Feature suggestion: use custom filter to split sections about tw-section HOT 8 CLOSED

Gk0Wk commented on June 1, 2024 2

Feature suggestion: use custom filter to split sections

from tw-section.

Comments (8)

pmario commented on June 1, 2024 2

if ((options.all || options.h1) && /^!\s+[^\n]+$/.test(line)) {

That's not how the TW parser tests for headings. See: !!.myStyle heading text comes here and the whitespace after !! is optional.

from tw-section.

kookma commented on June 1, 2024 2

Hello! Earlier in the TiddlyWiki Talk, I mentioned that I would like to be able to segment tiddlers not only based on first and second-level headers, but also in a more flexible way. After that, I tried to write a custom filter to achieve this.
Then, change the filter expression in line 11 of source/section/macros/main.tid to [<sourceText>sectionsplit[h1+h2+h3]!is[blank]regexp<nonWhitespace>].

Thank you, I welcome your contribution! Unfortunately I know little JS. but this is a nice filter if it can accept different rules!
Would you please also add rules to split on <tag ...> contents </tag> a tag can be section, or article or other sematic html5 tag!

Then TW-Section can split toddler by h1, h2 and h3. You can change it to [h1+h2+h3+h4] and so on to take more split rules. Now this filter support:

h1 ~ h6

hr

blank, means blank line

all, means all above

does this means I can pass sectionsplit[h1+h2] and split only on heading one and two?

Also as @pmario said, in Tiddlywiki we have !!.myStyle heading text comes here which means you can apply styles through css classes! Would you please correct the filter to handle such cases!

If you think this filter is useful, I can add more rules to it. 😄

Yes, this is absolutely useful!

Thank you

from tw-section.

Gk0Wk commented on June 1, 2024 1

Hi @kookma !

I suddenly had a better idea to use TiddlyWiki's internal syntax parser to generate a document parse instead of writing one myself. This approach should allow for easier and more flexible segmentation (including the features mentioned above). I'll try this approach when I have time.

from tw-section.

Gk0Wk commented on June 1, 2024

That's not how the TW parser tests for headings. See: !!.myStyle heading text comes here and the whitespace after !! is optional.

@pmario Thank you! I have changed the expressions of header checking.

does this means I can pass sectionsplit[h1+h2] and split only on heading one and two?

@kookma Yes, sectionsplit[] (but useless), sectionsplit[h2], sectionsplit[h1+h2], sectionsplit[hr+h3+h1] can also work. The order and number of rules do not matter.

Source data:
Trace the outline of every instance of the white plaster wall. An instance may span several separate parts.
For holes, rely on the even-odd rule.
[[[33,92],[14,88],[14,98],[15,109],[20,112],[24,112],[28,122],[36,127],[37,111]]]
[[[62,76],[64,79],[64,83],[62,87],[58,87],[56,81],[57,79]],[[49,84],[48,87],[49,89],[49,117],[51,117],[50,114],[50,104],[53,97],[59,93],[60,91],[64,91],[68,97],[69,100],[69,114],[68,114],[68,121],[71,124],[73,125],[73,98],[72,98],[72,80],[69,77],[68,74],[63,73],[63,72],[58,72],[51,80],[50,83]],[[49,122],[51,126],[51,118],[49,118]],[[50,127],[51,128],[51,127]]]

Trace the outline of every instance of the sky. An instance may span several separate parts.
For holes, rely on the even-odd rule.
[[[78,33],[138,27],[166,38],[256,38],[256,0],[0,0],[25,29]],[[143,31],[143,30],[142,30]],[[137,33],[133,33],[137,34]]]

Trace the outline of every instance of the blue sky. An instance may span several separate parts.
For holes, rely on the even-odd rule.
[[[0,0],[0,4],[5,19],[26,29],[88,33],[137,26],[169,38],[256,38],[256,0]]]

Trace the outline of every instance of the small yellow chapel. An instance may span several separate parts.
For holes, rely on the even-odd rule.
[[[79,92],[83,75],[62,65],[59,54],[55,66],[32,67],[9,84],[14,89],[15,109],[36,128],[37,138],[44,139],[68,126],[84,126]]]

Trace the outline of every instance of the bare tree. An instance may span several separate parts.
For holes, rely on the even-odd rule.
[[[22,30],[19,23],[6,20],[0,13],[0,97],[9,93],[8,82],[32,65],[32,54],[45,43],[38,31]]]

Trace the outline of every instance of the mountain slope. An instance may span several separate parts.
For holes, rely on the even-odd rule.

What to work on -
(a) Reproduce the stretch of the tw-section thread from "if ((options.all ||" through "accept different rules!".
(b) In the tw-section thread, shorten the paragraph beginning "I suddenly had a better idea" while keeping its main points.
Rely only on the tw-section thread for your answers.

Answers given -
(a)
if ((options.all || options.h1) && /^!\s+[^\n]+$/.test(line)) {

That's not how the TW parser tests for headings. See: !!.myStyle heading text comes here and the whitespace after !! is optional.

from tw-section.

kookma commented on June 1, 2024 2

Hello! Earlier in the TiddlyWiki Talk, I mentioned that I would like to be able to segment tiddlers not only based on first and second-level headers, but also in a more flexible way. After that, I tried to write a custom filter to achieve this.
Then, change the filter expression in line 11 of source/section/macros/main.tid to [<sourceText>sectionsplit[h1+h2+h3]!is[blank]regexp<nonWhitespace>].

Thank you, I welcome your contribution! Unfortunately I know little JS. but this is a nice filter if it can accept different rules!

(b) Instead of a self-written parser, the plan is to have TiddlyWiki's internal syntax parser generate a document parse. That should make segmentation easier and more flexible, including the features requested earlier. It will be tried when time allows.